**Selection**
#####

Saturday, November 24, 2012


I'm sorry to say that Thanksgiving just kind of sneaked up to me this year, so I didn't go through the trouble of preparing any type of theme week. Plus I have a whole bunch of name profiles to go through. But this is the time of year in which virtue names are brought up a lot. Could this one ever make a comeback?

Ernest is an English and German name that is derived from the Germanic word ernst, meaning "serious," "zealous," "firm," or "resolute." Some sources state that it also means "battle to the death." The vocabulary word is spelled earnest, which could also be used as a name, but usually the proper form drops the "a."

This name was introduced to England when the German House of Hanover inherited the throne from the House of Stuart during the 1700s. The name didn't become popular amongst regular people until the following century. The House of Hanover is still around or course, but their reign in England ended with the death of Queen Victoria. The current head of the House of Hanover is Prince Ernst August V. In fact, this name was used by royalty quite a lot. Mostly by Austrians and Bavarians.

#####

**Stated problem a**
Summarize the post on the name Ernest in two sentences.

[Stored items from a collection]
#####

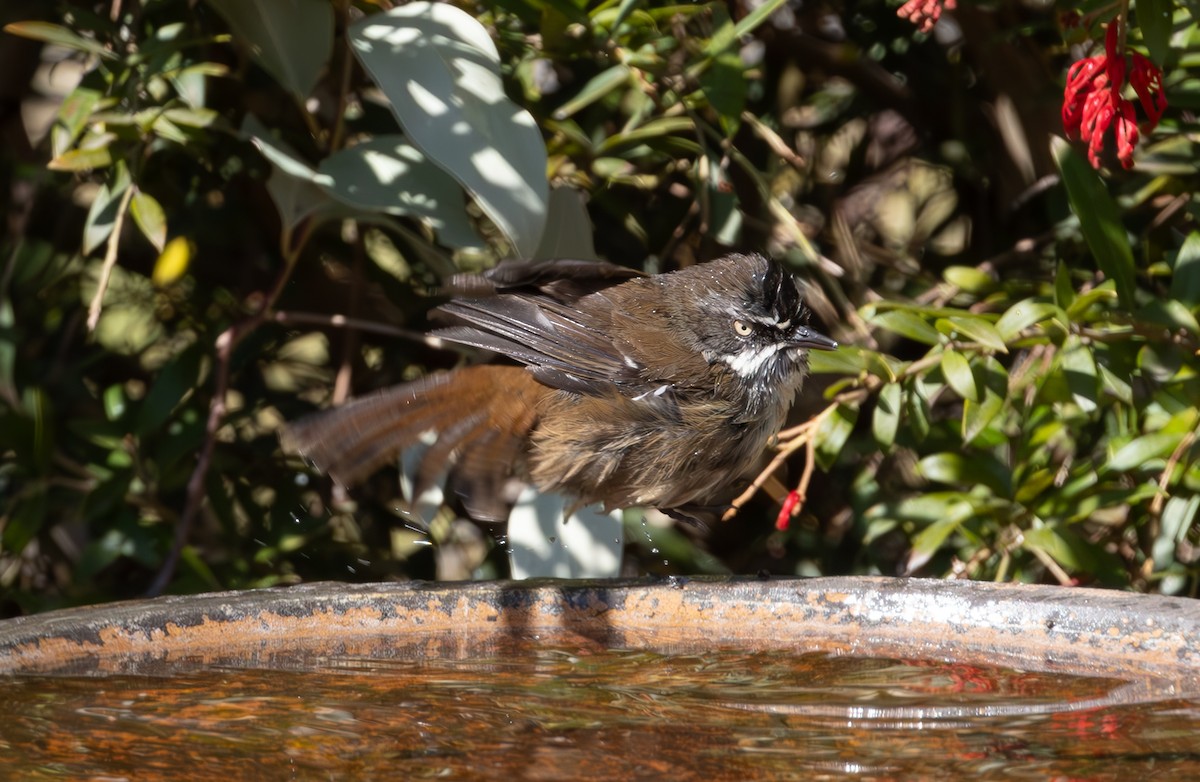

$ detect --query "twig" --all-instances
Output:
[271,309,446,349]
[721,402,838,522]
[146,318,237,597]
[88,184,133,331]
[1150,429,1196,518]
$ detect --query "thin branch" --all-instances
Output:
[146,319,236,597]
[88,185,133,331]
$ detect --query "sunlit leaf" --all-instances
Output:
[942,350,979,402]
[871,383,904,447]
[996,299,1060,343]
[1136,0,1175,67]
[936,315,1008,353]
[50,85,107,158]
[962,356,1008,445]
[150,236,196,288]
[869,309,942,345]
[554,64,630,120]
[4,22,116,60]
[1171,231,1200,307]
[1104,432,1183,473]
[348,2,550,258]
[83,162,132,255]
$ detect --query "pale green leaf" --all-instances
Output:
[348,1,550,258]
[130,191,167,252]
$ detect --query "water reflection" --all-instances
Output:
[0,649,1200,781]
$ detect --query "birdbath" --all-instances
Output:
[0,578,1200,781]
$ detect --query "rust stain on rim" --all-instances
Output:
[0,578,1200,693]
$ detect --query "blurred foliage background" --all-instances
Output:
[0,0,1200,615]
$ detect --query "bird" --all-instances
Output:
[282,253,838,523]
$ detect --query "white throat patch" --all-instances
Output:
[721,342,787,378]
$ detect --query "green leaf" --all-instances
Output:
[1021,525,1123,583]
[1153,494,1200,571]
[905,516,964,573]
[942,266,996,294]
[350,0,550,258]
[868,309,942,345]
[905,381,930,443]
[1050,137,1134,311]
[1062,337,1100,413]
[962,356,1008,445]
[208,0,334,101]
[1096,359,1133,404]
[1171,231,1200,307]
[130,191,167,253]
[50,86,103,158]
[809,344,869,375]
[534,186,599,260]
[317,136,481,248]
[816,404,858,471]
[46,145,113,172]
[700,52,748,138]
[871,383,904,447]
[1054,260,1075,311]
[917,451,1013,498]
[134,345,203,435]
[935,315,1008,353]
[554,62,631,120]
[996,299,1060,344]
[4,22,116,60]
[1104,432,1183,473]
[942,350,979,402]
[83,162,131,255]
[596,116,696,154]
[1136,0,1175,67]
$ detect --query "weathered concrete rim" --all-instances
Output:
[0,578,1200,693]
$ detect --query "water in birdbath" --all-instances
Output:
[0,643,1200,782]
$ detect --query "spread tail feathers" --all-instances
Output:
[281,366,548,521]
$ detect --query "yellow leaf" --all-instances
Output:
[150,236,196,288]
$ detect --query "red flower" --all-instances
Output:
[1062,20,1166,168]
[896,0,958,32]
[775,489,800,531]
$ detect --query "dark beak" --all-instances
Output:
[787,326,838,350]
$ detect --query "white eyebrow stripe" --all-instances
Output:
[634,384,671,402]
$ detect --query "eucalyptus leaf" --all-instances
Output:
[348,1,550,258]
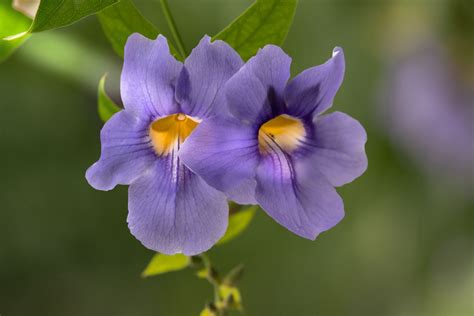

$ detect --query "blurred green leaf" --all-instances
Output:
[142,253,191,277]
[219,284,242,309]
[0,0,31,62]
[97,74,121,123]
[97,0,177,58]
[217,206,257,245]
[199,306,217,316]
[213,0,297,60]
[30,0,118,32]
[222,264,244,285]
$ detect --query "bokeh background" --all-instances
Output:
[0,0,474,316]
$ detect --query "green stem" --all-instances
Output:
[200,253,220,303]
[160,0,188,59]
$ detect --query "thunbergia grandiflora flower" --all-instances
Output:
[86,34,243,255]
[180,45,367,239]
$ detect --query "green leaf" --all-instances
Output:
[97,0,177,58]
[213,0,297,60]
[219,284,242,310]
[0,0,31,62]
[142,253,191,277]
[98,74,121,123]
[30,0,118,32]
[217,206,257,245]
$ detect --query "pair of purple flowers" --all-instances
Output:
[86,34,367,255]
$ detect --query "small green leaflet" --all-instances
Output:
[97,0,177,58]
[216,206,257,245]
[142,253,191,277]
[0,0,119,61]
[213,0,297,60]
[0,0,31,62]
[97,74,121,123]
[30,0,118,33]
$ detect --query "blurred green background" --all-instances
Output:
[0,0,474,316]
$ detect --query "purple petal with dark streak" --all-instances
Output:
[127,154,228,255]
[285,47,345,117]
[120,33,183,119]
[86,110,156,190]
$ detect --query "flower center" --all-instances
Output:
[149,113,199,156]
[258,114,306,154]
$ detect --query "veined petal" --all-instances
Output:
[127,157,228,255]
[285,47,345,117]
[225,179,258,205]
[176,36,243,118]
[225,45,291,122]
[256,151,344,239]
[86,110,156,190]
[179,117,260,196]
[304,112,367,186]
[120,33,183,119]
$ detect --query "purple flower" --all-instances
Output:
[180,45,367,239]
[86,34,243,255]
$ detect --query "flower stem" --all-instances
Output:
[160,0,188,59]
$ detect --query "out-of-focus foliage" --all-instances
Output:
[214,0,297,60]
[30,0,118,32]
[97,0,167,58]
[97,74,120,123]
[142,253,191,277]
[216,206,258,245]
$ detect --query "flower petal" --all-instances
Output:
[305,112,367,186]
[86,110,156,190]
[120,33,183,118]
[176,36,243,118]
[127,157,228,255]
[225,45,291,122]
[179,118,260,196]
[225,179,258,205]
[256,152,344,239]
[285,47,345,117]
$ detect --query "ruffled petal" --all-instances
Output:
[86,110,156,190]
[225,179,258,205]
[176,36,243,118]
[179,118,260,192]
[127,154,229,255]
[305,112,367,186]
[256,152,344,239]
[120,33,183,118]
[285,47,345,117]
[225,45,291,122]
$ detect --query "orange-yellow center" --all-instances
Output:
[258,114,306,154]
[149,113,199,156]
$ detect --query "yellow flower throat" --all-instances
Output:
[258,114,306,154]
[149,113,199,156]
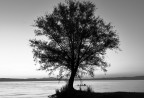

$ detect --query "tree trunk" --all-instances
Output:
[68,71,76,90]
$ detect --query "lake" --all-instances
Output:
[0,80,144,98]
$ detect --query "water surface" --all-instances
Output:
[0,80,144,98]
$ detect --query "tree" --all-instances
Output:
[30,0,119,89]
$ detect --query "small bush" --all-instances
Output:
[86,86,94,93]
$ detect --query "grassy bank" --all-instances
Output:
[49,86,144,98]
[49,91,144,98]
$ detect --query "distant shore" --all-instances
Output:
[0,76,144,82]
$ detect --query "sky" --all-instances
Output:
[0,0,144,78]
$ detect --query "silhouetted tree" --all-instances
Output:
[30,0,119,89]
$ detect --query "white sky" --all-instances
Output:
[0,0,144,78]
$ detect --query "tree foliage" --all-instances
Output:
[30,0,119,88]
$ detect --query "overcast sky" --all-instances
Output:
[0,0,144,78]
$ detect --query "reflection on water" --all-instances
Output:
[0,80,144,98]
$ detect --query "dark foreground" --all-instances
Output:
[49,91,144,98]
[49,85,144,98]
[49,90,144,98]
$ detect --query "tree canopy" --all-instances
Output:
[30,0,119,89]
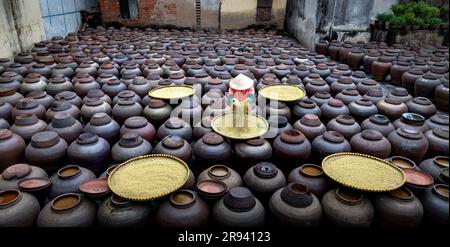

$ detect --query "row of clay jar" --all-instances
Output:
[0,157,448,227]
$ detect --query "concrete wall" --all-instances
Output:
[99,0,287,29]
[0,0,45,58]
[285,0,399,49]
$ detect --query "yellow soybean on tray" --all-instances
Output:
[108,154,189,201]
[322,153,406,192]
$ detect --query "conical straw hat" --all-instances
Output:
[230,74,253,90]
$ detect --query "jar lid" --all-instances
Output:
[370,114,390,125]
[169,190,196,208]
[298,164,323,177]
[51,193,81,211]
[2,163,31,180]
[164,117,185,129]
[328,99,344,107]
[125,116,148,129]
[384,98,402,105]
[432,128,449,140]
[413,97,433,105]
[335,188,363,205]
[323,130,345,143]
[280,130,305,144]
[223,187,256,212]
[361,129,383,141]
[14,113,39,126]
[336,115,356,125]
[280,183,313,208]
[297,99,317,109]
[397,128,423,139]
[162,135,184,149]
[245,138,266,146]
[89,112,112,126]
[77,132,98,145]
[31,131,60,148]
[119,133,144,148]
[16,98,39,110]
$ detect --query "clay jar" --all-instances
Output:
[425,114,449,129]
[287,164,328,200]
[348,98,378,123]
[243,162,286,202]
[67,133,110,172]
[293,114,327,141]
[311,131,351,158]
[155,190,210,227]
[25,131,67,174]
[112,99,142,124]
[336,89,362,105]
[420,184,449,226]
[388,128,429,163]
[419,156,448,181]
[84,112,120,143]
[9,113,47,143]
[11,98,45,121]
[424,128,449,155]
[0,163,48,191]
[48,165,96,200]
[197,165,243,191]
[361,114,395,137]
[96,195,152,227]
[320,99,350,122]
[350,129,391,159]
[273,130,311,166]
[120,116,156,142]
[0,129,25,171]
[406,97,437,118]
[0,190,40,227]
[153,135,192,164]
[269,183,322,227]
[292,99,322,119]
[377,98,408,121]
[401,69,423,95]
[414,74,442,99]
[111,133,153,163]
[156,117,192,141]
[373,187,423,227]
[233,138,272,167]
[327,115,361,140]
[330,76,356,96]
[46,112,83,143]
[372,56,392,81]
[356,79,381,95]
[81,98,112,123]
[212,187,265,227]
[391,61,410,85]
[322,188,374,227]
[393,112,429,133]
[45,99,80,123]
[37,193,96,227]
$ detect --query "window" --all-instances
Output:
[256,0,273,22]
[119,0,138,19]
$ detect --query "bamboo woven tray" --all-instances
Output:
[211,113,269,140]
[108,154,189,201]
[322,153,406,192]
[148,85,194,99]
[259,84,306,102]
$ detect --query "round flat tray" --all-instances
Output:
[322,153,406,192]
[108,154,189,201]
[148,85,194,99]
[211,113,269,140]
[259,84,306,102]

#####

**Stated problem b**
In the records, rename "leaf" to "leaflet", starting at their first line and ending at the line that contains "[721,342,787,378]". Change nothing else, return only those lines, and leave out the pictures.

**Right answer a**
Ernest is an English and German name that comes from the Germanic word ernst, meaning "serious," "zealous," "firm," or "resolute." It was introduced to England when the German House of Hanover inherited the throne from the House of Stuart during the 1700s, and it became popular among regular people in the following century.

**Right answer b**
$ detect --query "twig" --all-instances
Output:
[271,309,446,349]
[721,402,838,522]
[146,318,237,597]
[88,184,133,331]
[1150,429,1196,518]
$ detect --query "thin branch" --all-instances
Output:
[146,319,236,597]
[88,185,133,331]
$ detect --query "sunlit leaflet" --all-instances
Output:
[942,350,979,402]
[871,383,904,447]
[996,299,1060,343]
[1136,0,1175,67]
[936,315,1008,353]
[50,85,107,158]
[962,356,1008,445]
[150,236,196,288]
[869,309,942,345]
[554,64,630,120]
[4,22,116,60]
[1171,231,1200,307]
[1104,432,1183,473]
[348,2,550,258]
[83,162,132,255]
$ detect --query "pale green leaflet" --all-instances
Output:
[348,1,550,258]
[130,191,167,252]
$ detect --query "water reflection" --all-instances
Output:
[0,649,1200,781]
$ detect --query "birdbath" --all-instances
Output:
[0,578,1200,781]
$ detect --query "rust stain on rim" --all-instances
Output:
[0,578,1200,693]
$ detect --query "blurred foliage background" --all-instances
Output:
[0,0,1200,615]
$ detect --query "bird" --all-instances
Output:
[282,253,838,523]
$ detect --query "white throat patch" --all-instances
Output:
[721,342,787,378]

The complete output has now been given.